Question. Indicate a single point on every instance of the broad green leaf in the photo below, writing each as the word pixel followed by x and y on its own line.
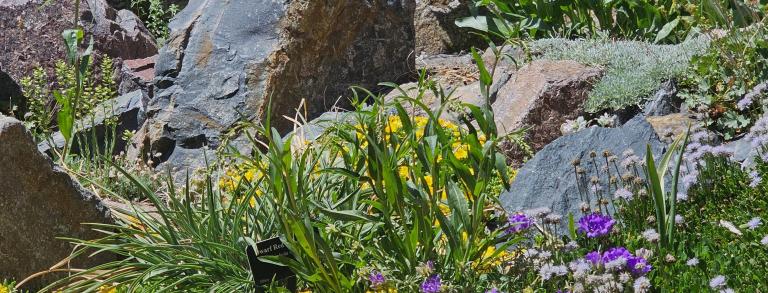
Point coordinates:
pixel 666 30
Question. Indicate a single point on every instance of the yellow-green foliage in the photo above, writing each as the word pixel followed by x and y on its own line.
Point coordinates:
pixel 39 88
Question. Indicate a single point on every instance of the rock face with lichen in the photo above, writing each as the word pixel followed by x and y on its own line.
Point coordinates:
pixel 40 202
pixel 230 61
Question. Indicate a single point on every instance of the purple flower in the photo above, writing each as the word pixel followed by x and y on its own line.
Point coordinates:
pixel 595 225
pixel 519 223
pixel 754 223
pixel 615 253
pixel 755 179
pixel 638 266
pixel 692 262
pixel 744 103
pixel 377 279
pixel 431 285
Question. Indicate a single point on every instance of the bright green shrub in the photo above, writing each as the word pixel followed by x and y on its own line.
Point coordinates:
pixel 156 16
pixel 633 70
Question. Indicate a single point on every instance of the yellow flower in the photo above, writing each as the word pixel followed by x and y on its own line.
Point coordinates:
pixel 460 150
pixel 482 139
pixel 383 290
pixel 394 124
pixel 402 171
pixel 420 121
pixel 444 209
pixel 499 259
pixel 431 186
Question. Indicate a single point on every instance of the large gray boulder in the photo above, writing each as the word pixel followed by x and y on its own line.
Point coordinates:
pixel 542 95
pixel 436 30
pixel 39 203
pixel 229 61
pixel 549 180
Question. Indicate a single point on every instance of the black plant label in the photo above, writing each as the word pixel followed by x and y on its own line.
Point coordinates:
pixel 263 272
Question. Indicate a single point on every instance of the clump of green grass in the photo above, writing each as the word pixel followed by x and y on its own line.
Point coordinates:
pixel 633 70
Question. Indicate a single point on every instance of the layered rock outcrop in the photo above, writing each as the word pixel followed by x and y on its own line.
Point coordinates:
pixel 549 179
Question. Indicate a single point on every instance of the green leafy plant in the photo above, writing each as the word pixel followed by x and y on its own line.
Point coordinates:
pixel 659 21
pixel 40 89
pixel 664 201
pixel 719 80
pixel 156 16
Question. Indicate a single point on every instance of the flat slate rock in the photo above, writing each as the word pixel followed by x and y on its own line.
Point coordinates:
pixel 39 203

※ ※ ※

Task to complete
Carry over the rows again, starting with the very first line and going on through the line with "pixel 39 88", adding 100 to every x and y number in the answer coordinates. Leave the picture out of your copy.

Expected output
Question. Indicate a single point on every instance of the broad green leaf in the photo below, writing each as the word pixel followed by x and y on its own line.
Point coordinates:
pixel 766 130
Question. Indicate a single point on every instance of the yellow-green foliage in the photo above, writing each as the word pixel followed by x and y on its own line.
Point coordinates:
pixel 139 188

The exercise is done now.